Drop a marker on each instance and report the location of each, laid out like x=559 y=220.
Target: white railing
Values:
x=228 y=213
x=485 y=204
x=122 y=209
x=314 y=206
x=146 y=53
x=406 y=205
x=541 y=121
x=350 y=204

WHAT TO WORK ON:
Without leaving anything out, give the entries again exactly.

ANSWER SPACE:
Drop a marker on each instance and report the location of each, laid out like x=559 y=220.
Target: white railing
Values:
x=228 y=213
x=485 y=204
x=122 y=209
x=314 y=206
x=146 y=53
x=406 y=205
x=541 y=121
x=350 y=204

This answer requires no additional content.